## [Document section]

Tungsten Sun

Tom Kalbfus

Mongoose
Interesting property of the element Tunsten:
https://en.wikipedia.org/wiki/Tungsten
Melting point
3695 K ​(3422 °C, ​6192 °F)
Boiling point
6203 K ​(5930 °C, ​10,706 °F)

Sun

Star

The Sun is the star at the center of the Solar System. It is a nearly perfect sphere of hot plasma, with internal convective motion that generates a magnetic field via a dynamo process. It is by far the most important source of energy for life on Earth. Its diameter is about 109 times that of Earth, and its mass is about 330,000 times that of Ea…
Wikipedia
Radius: 432,376 miles (695,842 km)
Surface temperature: 5,778 K
Orbital speed: 139.81 miles/s (225 km/s)
Apparent magnitude: -26.74
Escape velocity: 2,026,575 feet/s (617,700 m/s)
Absolute magnitude: 4.83

Do you notice something? The boiling point of the metal Tungsten is higher than the surface temperature of the Sun! Now you may recall from science class, is that one of the properties of a liquid is that it holds a constant volume. Imagine a ball of liquid metal in space, in this case its molten tungsten kept at a temperature of 5,778 K, the same temperature as the surface of the Sun, and it does not boil, it does not evaporate and disperse into space, instead it si a glowing incandescent ball of liquid metal, when you look at it, it looks just like the Sun. Of course there is no fusion going on at its center, the ball will eventure cool, and solidify unless it is kept heated.

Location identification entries
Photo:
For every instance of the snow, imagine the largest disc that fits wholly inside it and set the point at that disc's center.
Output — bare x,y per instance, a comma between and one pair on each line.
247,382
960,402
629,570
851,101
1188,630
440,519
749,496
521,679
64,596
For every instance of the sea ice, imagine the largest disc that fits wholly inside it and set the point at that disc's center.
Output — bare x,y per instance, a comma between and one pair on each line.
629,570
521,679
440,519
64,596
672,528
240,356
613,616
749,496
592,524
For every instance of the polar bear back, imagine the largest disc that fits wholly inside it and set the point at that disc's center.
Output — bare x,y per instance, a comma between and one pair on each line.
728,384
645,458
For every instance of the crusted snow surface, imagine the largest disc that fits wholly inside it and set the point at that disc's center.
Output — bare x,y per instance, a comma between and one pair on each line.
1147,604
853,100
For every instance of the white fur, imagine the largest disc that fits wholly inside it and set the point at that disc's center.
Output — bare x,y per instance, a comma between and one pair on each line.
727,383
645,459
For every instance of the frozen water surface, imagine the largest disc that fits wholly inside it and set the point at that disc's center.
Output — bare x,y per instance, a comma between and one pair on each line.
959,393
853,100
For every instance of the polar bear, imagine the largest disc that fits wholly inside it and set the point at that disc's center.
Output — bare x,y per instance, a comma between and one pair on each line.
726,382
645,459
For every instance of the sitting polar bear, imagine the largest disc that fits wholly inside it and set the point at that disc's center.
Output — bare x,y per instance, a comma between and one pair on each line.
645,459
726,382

## [The tasks]
1 > Translate this sentence from the tungsten sun post into Spanish: "The Sun is the star at the center of the Solar System."
2 > Based on the tungsten sun post, decide whether each statement agrees with the text. Answer yes or no, and quote the words that settle it.
(a) Tungsten's boiling point is higher than the Sun's surface temperature.
(b) The Sun's diameter is about 330,000 times that of Earth.
(c) Fusion takes place at the center of the tungsten ball.
3 > Answer these questions from the tungsten sun post.
(a) What melting point in kelvin is given for tungsten?
(b) What surface temperature is listed for the Sun?
(c) What apparent magnitude is listed for the Sun?
Rely only on the tungsten sun post for your answers.

## [Results for the exercise]
1 > El Sol es la estrella en el centro del sistema solar.

2 >
(a) Yes: "The boiling point of the metal Tungsten is higher than the surface temperature of the Sun!"
(b) No: "Its diameter is about 109 times that of Earth"
(c) No: "Of course there is no fusion going on at its center"

3 >
(a) 3695 K
(b) 5,778 K
(c) -26.74